● **Listed entries**
— Begin —
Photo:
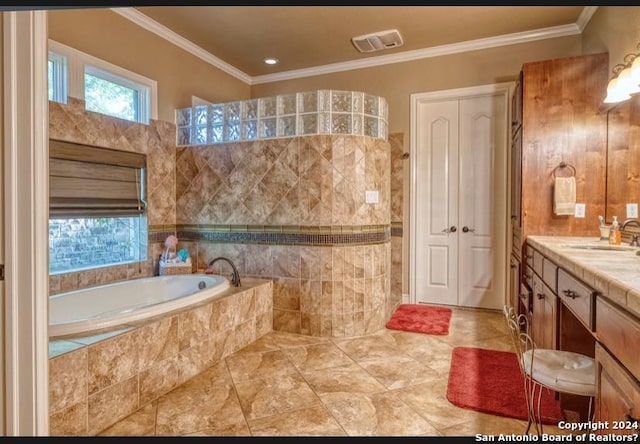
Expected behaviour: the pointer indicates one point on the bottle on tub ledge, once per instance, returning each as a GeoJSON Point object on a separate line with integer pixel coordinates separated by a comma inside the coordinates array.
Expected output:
{"type": "Point", "coordinates": [615, 237]}
{"type": "Point", "coordinates": [172, 261]}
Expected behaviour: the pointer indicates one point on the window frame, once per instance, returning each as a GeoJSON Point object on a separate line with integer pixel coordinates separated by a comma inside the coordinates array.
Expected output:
{"type": "Point", "coordinates": [79, 62]}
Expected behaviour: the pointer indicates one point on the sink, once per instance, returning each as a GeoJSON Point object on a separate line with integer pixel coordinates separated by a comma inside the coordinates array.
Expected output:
{"type": "Point", "coordinates": [602, 247]}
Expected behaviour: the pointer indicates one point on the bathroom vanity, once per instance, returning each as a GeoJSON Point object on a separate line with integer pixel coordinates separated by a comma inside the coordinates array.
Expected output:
{"type": "Point", "coordinates": [583, 295]}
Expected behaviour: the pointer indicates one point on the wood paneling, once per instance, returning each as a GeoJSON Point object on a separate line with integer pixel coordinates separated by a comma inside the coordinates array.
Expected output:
{"type": "Point", "coordinates": [562, 121]}
{"type": "Point", "coordinates": [623, 178]}
{"type": "Point", "coordinates": [620, 333]}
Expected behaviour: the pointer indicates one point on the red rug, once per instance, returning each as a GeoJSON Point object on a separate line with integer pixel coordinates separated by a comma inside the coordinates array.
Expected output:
{"type": "Point", "coordinates": [490, 381]}
{"type": "Point", "coordinates": [420, 318]}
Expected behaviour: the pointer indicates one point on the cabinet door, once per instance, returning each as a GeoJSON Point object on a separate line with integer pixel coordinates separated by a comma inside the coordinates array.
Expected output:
{"type": "Point", "coordinates": [618, 397]}
{"type": "Point", "coordinates": [544, 321]}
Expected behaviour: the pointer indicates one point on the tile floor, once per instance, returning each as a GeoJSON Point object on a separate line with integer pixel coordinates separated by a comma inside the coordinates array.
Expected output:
{"type": "Point", "coordinates": [389, 383]}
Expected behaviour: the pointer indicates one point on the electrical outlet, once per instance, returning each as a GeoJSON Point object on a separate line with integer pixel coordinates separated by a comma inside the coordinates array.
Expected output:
{"type": "Point", "coordinates": [371, 196]}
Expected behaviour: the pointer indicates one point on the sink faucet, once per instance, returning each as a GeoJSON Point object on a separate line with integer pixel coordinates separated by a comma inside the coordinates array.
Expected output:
{"type": "Point", "coordinates": [235, 276]}
{"type": "Point", "coordinates": [634, 238]}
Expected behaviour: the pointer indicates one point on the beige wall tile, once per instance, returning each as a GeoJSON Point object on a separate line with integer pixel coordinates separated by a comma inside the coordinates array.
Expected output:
{"type": "Point", "coordinates": [68, 380]}
{"type": "Point", "coordinates": [111, 361]}
{"type": "Point", "coordinates": [70, 421]}
{"type": "Point", "coordinates": [112, 404]}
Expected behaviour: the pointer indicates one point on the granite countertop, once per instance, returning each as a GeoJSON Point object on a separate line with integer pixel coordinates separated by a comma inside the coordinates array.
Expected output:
{"type": "Point", "coordinates": [614, 272]}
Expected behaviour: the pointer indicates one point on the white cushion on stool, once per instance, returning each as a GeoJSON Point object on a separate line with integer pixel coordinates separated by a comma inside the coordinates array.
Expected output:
{"type": "Point", "coordinates": [562, 371]}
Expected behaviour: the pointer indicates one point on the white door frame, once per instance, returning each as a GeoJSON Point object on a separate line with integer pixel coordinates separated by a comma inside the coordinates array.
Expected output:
{"type": "Point", "coordinates": [506, 90]}
{"type": "Point", "coordinates": [25, 363]}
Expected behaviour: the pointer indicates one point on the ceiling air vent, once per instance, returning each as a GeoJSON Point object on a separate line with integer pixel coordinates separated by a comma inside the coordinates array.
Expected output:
{"type": "Point", "coordinates": [377, 41]}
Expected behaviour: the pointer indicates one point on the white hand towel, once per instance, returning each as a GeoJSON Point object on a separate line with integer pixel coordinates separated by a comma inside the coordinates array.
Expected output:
{"type": "Point", "coordinates": [564, 196]}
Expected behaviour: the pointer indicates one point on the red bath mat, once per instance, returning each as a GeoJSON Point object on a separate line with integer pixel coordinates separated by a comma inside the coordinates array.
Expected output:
{"type": "Point", "coordinates": [420, 318]}
{"type": "Point", "coordinates": [490, 381]}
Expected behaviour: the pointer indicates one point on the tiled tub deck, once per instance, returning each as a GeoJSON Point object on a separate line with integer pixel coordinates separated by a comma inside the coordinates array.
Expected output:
{"type": "Point", "coordinates": [95, 381]}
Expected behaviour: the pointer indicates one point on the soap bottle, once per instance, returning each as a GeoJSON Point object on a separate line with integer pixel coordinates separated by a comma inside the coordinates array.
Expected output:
{"type": "Point", "coordinates": [615, 236]}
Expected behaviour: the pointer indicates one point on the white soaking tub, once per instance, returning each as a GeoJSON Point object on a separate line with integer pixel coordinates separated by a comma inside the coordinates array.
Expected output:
{"type": "Point", "coordinates": [96, 308]}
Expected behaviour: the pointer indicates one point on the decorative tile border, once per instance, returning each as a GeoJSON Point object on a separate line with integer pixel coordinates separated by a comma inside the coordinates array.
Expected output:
{"type": "Point", "coordinates": [396, 229]}
{"type": "Point", "coordinates": [287, 115]}
{"type": "Point", "coordinates": [277, 234]}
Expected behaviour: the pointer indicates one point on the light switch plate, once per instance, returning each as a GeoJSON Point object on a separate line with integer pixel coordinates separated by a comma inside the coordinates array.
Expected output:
{"type": "Point", "coordinates": [371, 196]}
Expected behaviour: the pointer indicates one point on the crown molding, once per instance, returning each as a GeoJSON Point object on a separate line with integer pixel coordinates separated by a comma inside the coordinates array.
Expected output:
{"type": "Point", "coordinates": [149, 24]}
{"type": "Point", "coordinates": [585, 16]}
{"type": "Point", "coordinates": [436, 51]}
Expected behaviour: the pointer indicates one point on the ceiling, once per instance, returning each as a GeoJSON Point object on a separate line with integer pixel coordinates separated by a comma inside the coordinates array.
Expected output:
{"type": "Point", "coordinates": [308, 37]}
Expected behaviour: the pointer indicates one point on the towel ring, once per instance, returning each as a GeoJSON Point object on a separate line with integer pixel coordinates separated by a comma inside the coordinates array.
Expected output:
{"type": "Point", "coordinates": [564, 165]}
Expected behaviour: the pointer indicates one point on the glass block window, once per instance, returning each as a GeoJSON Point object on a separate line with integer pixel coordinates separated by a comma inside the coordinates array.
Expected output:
{"type": "Point", "coordinates": [57, 74]}
{"type": "Point", "coordinates": [288, 115]}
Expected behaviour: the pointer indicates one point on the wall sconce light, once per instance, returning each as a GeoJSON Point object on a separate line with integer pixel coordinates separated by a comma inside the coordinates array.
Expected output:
{"type": "Point", "coordinates": [625, 80]}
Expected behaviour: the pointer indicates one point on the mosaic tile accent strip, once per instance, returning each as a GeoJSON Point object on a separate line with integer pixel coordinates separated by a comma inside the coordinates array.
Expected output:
{"type": "Point", "coordinates": [278, 235]}
{"type": "Point", "coordinates": [287, 115]}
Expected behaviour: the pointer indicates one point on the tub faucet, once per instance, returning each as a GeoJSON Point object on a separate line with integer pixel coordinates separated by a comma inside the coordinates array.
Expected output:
{"type": "Point", "coordinates": [235, 276]}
— End —
● **Given request**
Reproduce the data above word for word, from the line containing "Expected behaviour: the pointer indicates one point on the tub" through the last line of the data.

● **Task solution**
Expected behaviour: the pointer indicates one point on the tub faucet, once per instance, returning each as a GeoJSON Point object on a separate line with integer pixel coordinates separated by a comma inside the coordinates array.
Expected output:
{"type": "Point", "coordinates": [235, 276]}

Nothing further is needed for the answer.